***** Bacaan yang Diberikan

Segera sesudah tiba di Maluku, keluarga Devin mendirikan semacam kantor pusat kegiatan penginjilan di Ambon. Mula-mula mereka bekerjasama denagn Job Silloy, seorang gembala dari De Pinkstergemeente in Nederlandsch Oost Indie (GPdI). Namun kerjasama ini hanya bertahan enam bulan lamanya karena Ralph dan Edna merasa kurang cocok dengan praktek-prakterk ibadah dan keyakinan doktrinal dari gereja tersebut, seperti:
- Menggunakan anggur beralkohol dalam perjamuan kudus
- Membaptiskan orang dengan formula yang diyakini oleh penganut “Jesus Only“
- Melarang wanita terlibat dalam pelayanan mimbar.
Setelah berpisah dari Job Siloy, Ralph Devin memutuskan untuk mendirikan Bethel Indies Mission pada bulan September 1938. Dua tahun kemudian, pada tanggal 24 April 1940, organisasi ini menerima pengakuan dari pemerintah Hindia Belanda. Beberapa orang yang duduk dalam kepengurusan organisasi ini:
Ketua : Ralph Mitchell Devin
Wakil Ketua : Raymond Arthur Busby
Sekretaris : Wijma
Ralph M. Devin menggunakan rumahnya di Kampung Mardika sebagai kantor pusat dari Bethel Indies Mission. Di samping berfungsi sebagai kantor pusat organisasi, rumah itu juga berfungsi sebagai tempat ibadah.
Para tetangga keluarga Devin kebanyakan orang Muslim. Namun demikian mereka bersikap baik dan tidak memusuhi keluarga Devin. Ironisnya, sesama orang Kristen dari Gereja Protestan Maluku, cenderung memusuhi mereka, karena mereka menganggap keluarga Devin menyebarkan ajaran sesat.
Setelah pindah beberapa kali , Bethel Indies Mission akhirnya bisa membangun sebuah bangunan gereja yang sederhana di sebuah kawasan yang disebut Soos Laan, di kota Ambon. Dinding dari bangunan tersebut dibuat dari kayu, sementara atapnya dibuat dari daun pohon sagu.
Pada tahun 1939, Ralph Devin menyelenggarakan sebuah kebaktian kebangunan rohani di kota Ambon. John Sung, seorang penginjil karismatik dari daratan Tiongkok diundang untuk penjadi pembicara tunggal. Gaya berkhotbah John Sung yang amat menarik dan karunia kesembuhan yang menyertai kebaktian yang dipimpinnya menarik ratusan orang untuk datang. Tidak sedikit dari antara orang-orang yang hadir bertobat dan menyerahkan hidupnya bagi Kristus. Beberapa orang yang layak disebut di sini karena mereka nantinya menjadi jemaat mula-mula dari gereja yang digembalakanoleh Ralph M. Devin adalah keluarga Buthe Berhitu, keluarga Mataheru dan keluarga Tan.

**********
***** Baris Tersimpan

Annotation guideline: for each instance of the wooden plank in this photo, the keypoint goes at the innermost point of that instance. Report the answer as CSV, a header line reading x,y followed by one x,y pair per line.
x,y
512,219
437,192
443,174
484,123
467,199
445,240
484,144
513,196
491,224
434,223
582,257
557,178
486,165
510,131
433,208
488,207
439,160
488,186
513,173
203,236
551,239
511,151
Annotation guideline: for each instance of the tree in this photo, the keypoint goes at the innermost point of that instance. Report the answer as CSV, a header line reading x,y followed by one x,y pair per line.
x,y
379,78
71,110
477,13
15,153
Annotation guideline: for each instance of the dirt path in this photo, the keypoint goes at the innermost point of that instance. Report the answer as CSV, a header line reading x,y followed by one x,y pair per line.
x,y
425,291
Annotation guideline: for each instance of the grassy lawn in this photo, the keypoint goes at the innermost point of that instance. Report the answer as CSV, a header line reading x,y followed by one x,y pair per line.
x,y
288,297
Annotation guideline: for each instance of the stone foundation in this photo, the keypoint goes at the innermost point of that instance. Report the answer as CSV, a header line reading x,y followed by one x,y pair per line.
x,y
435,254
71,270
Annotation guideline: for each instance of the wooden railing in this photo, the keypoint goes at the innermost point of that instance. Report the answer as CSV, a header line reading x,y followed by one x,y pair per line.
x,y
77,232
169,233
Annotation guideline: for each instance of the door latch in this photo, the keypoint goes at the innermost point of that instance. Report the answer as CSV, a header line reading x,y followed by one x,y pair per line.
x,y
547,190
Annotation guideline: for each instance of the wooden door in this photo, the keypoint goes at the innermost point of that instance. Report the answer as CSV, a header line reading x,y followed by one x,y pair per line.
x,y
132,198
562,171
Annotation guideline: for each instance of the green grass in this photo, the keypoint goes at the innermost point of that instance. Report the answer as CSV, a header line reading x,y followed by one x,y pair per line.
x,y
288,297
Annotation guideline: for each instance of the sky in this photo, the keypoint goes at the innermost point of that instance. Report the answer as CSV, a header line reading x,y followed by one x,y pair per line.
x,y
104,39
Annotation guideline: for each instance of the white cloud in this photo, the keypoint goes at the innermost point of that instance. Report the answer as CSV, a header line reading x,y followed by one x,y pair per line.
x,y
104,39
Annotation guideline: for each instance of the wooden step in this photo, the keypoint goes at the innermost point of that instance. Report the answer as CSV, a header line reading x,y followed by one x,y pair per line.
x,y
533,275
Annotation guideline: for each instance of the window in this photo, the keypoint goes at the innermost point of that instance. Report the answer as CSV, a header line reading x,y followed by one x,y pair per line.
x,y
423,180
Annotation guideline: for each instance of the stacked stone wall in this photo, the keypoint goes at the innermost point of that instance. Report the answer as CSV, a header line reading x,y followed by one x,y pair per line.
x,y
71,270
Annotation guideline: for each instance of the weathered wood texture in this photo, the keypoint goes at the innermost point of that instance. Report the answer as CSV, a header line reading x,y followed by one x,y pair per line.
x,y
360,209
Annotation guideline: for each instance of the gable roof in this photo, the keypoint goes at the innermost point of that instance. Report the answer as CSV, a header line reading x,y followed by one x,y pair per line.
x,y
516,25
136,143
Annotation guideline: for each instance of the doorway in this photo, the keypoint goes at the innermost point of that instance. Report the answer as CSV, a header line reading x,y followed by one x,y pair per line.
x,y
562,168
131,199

**********

▸ Petunjuk Tugas
- 1) Terjemahkan kalimat berikut dari bacaan tentang Bethel Indies Mission ke dalam bahasa Inggris: "Dua tahun kemudian, pada tanggal 24 April 1940, organisasi ini menerima pengakuan dari pemerintah Hindia Belanda."
- 2) Saring daftar di atas dan salin setiap baris yang memuat kata "texture". Perhatikan perbedaan huruf besar dan huruf kecil.

▸ Jawaban Tiap Tugas
- 1) Two years later, on April 24, 1940, this organization received recognition from the Dutch East Indies government.

- 2)
Annotation guideline: for each instance of the weathered wood texture in this photo, the keypoint goes at the innermost point of that instance. Report the answer as CSV, a header line reading x,y followed by one x,y pair per line.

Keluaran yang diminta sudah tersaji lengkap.